What the task requires:
Can you express the lines from the one containing "Can you find the dark" through the one containing "[[117, 81], [190, 79]]", both included, as a JSON list of strings with one string per line and blank lines omitted?

[Point annotations for photos]
^^^^^^^^^^^^^^^^

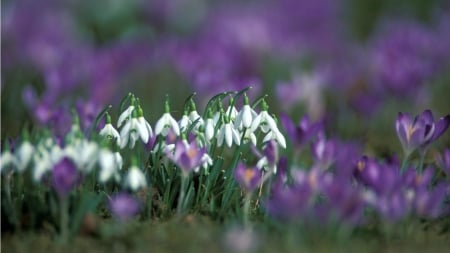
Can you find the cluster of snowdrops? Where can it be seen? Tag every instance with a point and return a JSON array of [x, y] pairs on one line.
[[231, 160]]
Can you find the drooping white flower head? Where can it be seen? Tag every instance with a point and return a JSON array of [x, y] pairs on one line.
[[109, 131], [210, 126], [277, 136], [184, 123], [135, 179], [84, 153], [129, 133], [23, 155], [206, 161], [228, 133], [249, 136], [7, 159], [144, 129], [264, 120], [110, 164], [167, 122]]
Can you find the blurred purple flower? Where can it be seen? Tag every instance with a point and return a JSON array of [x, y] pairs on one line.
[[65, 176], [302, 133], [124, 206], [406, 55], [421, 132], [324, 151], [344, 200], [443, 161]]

^^^^^^^^^^^^^^^^

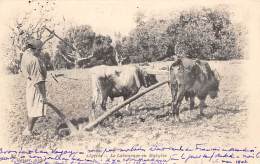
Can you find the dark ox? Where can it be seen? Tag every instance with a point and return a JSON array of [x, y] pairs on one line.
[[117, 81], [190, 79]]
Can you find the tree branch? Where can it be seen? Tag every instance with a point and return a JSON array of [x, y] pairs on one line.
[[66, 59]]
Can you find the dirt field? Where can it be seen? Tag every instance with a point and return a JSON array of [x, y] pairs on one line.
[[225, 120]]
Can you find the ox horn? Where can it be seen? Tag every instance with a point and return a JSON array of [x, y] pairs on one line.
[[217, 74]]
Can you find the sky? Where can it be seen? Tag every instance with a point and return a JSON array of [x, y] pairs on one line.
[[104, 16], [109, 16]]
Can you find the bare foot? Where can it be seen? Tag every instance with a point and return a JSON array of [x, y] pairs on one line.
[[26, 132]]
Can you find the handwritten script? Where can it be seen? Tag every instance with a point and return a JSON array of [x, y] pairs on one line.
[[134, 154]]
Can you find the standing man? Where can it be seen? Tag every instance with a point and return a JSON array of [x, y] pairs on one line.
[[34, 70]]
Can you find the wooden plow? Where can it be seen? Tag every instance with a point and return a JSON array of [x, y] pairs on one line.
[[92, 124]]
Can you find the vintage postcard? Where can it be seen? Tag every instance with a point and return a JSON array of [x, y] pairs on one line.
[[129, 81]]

^^^^^^^^^^^^^^^^

Answer to this problem:
[
  "Can you find the dark ox? Where can it be seen? Tag every instance with a point and return a JSON array of [x, y] pairs on one line.",
  "[[117, 81], [190, 79]]"
]